**Extrait fourni**
L’inflation désemplit les Caddies et met sous pression les marges des distributeurs. Début juin, l’américain Target a lancé un avertissement sur ses résultats du deuxième trimestre en pointant le niveau trop important de ses stocks. Son concurrent Walmart avait reconnu, deux semaines plus tôt, avoir subi une «une pression plus forte que prévu sur les marges et les charges d’exploitation» au premier trimestre et s’attendre à une baisse de son bénéfice cette année.
Les mêmes déboires guettent les chaînes européennes de supermarchés, qui, outre une baisse de la consommation, sont confrontées à une explosion de leur facture énergétique et des frais logistiques dans le contexte de la guerre en Ukraine.
«Oubliés les beaux raisonnements que l’on avait pu faire sur les vertus d’un secteur promu comme susceptible de bénéficier de l’inflation en Europe par une masse de marge améliorée», indique Invest Securities. L’inflation alimentaire, qui a frôlé les 9% en juin dans la zone euro, est «trop importante pour avoir un effet créateur de valeur sur les marges», ajoute l’intermédiaire financier.
Moins margés
Les différents «panélistes» qui suivent le secteur le confirment : face au renchérissement des produits de base, les ménages européens adaptent leur comportement dans les rayons. Si les ventes de bio avaient déjà commencé à décliner l’année dernière, «aujourd’hui les clients coupent également dans les marques nationales et les produits frais au profit d’articles plus industriels, qui sont moins chers et moins bien margés pour les distributeurs», note Clément Genelot, analyste chez Bryan, Garnier & Co.

**Consigne 1**
Recopiez fidèlement le passage de l'extrait sur l'inflation et la grande distribution qui va de "L’inflation désemplit les" jusqu'à "bénéfice cette année.".
**Consigne 2**
Répondez aux questions suivantes d'après l'extrait sur l'inflation et la grande distribution.
(a) Quelle enseigne américaine a lancé un avertissement sur ses résultats du deuxième trimestre début juin ?
(b) Quel niveau l'inflation alimentaire a-t-elle frôlé en juin dans la zone euro ?
(c) Pour quelle société Clément Genelot travaille-t-il comme analyste ?
Les enregistrements constituent un matériau à part, distinct de l'extrait.

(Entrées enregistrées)
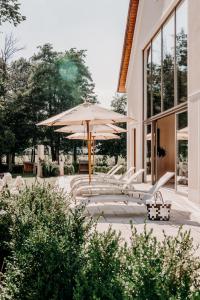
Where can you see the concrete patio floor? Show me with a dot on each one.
(119, 215)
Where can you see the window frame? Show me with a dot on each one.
(145, 50)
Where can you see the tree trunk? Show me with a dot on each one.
(13, 158)
(53, 153)
(75, 154)
(10, 162)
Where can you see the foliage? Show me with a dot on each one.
(161, 270)
(116, 148)
(48, 241)
(9, 11)
(50, 169)
(54, 252)
(100, 279)
(69, 170)
(35, 89)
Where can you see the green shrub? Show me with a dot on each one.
(50, 169)
(47, 243)
(69, 170)
(161, 270)
(100, 279)
(76, 166)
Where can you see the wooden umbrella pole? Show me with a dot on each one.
(93, 151)
(89, 150)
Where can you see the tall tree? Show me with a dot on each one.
(10, 12)
(59, 82)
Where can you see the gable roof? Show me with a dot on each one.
(128, 41)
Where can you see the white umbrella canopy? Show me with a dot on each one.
(86, 112)
(94, 136)
(107, 128)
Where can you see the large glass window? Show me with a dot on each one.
(148, 138)
(168, 63)
(181, 51)
(149, 82)
(156, 74)
(182, 152)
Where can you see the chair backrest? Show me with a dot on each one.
(127, 173)
(7, 178)
(115, 170)
(19, 182)
(161, 182)
(2, 183)
(111, 170)
(133, 177)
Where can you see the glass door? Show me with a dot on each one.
(182, 152)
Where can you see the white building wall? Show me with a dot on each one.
(194, 99)
(150, 15)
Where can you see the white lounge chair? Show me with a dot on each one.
(117, 188)
(2, 184)
(7, 179)
(110, 174)
(104, 180)
(132, 194)
(18, 185)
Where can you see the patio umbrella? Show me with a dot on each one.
(94, 136)
(107, 128)
(86, 114)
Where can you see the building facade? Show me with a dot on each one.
(160, 72)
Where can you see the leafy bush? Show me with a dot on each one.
(69, 170)
(47, 244)
(50, 169)
(101, 277)
(55, 252)
(76, 166)
(161, 270)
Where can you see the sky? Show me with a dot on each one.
(95, 25)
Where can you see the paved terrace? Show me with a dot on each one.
(119, 215)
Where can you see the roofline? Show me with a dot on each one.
(128, 41)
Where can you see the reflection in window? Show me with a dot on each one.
(148, 153)
(182, 152)
(181, 51)
(156, 74)
(168, 64)
(149, 83)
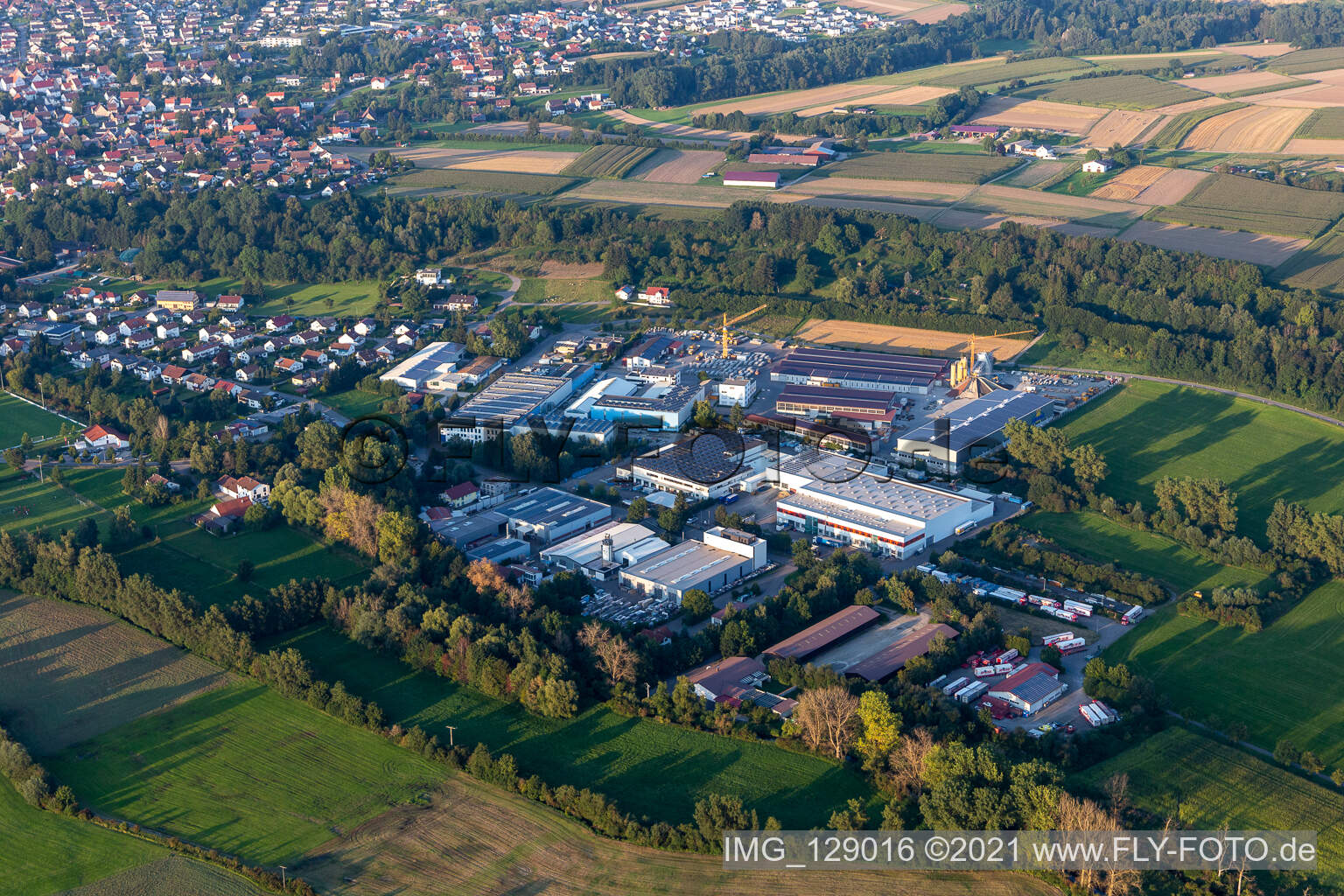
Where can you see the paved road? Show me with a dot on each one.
(1203, 386)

**Réponse attendue 1**
L’inflation désemplit les Caddies et met sous pression les marges des distributeurs. Début juin, l’américain Target a lancé un avertissement sur ses résultats du deuxième trimestre en pointant le niveau trop important de ses stocks. Son concurrent Walmart avait reconnu, deux semaines plus tôt, avoir subi une «une pression plus forte que prévu sur les marges et les charges d’exploitation» au premier trimestre et s’attendre à une baisse de son bénéfice cette année.

**Réponse attendue 2**
(a) Target.
(b) 9 %.
(c) Bryan, Garnier & Co.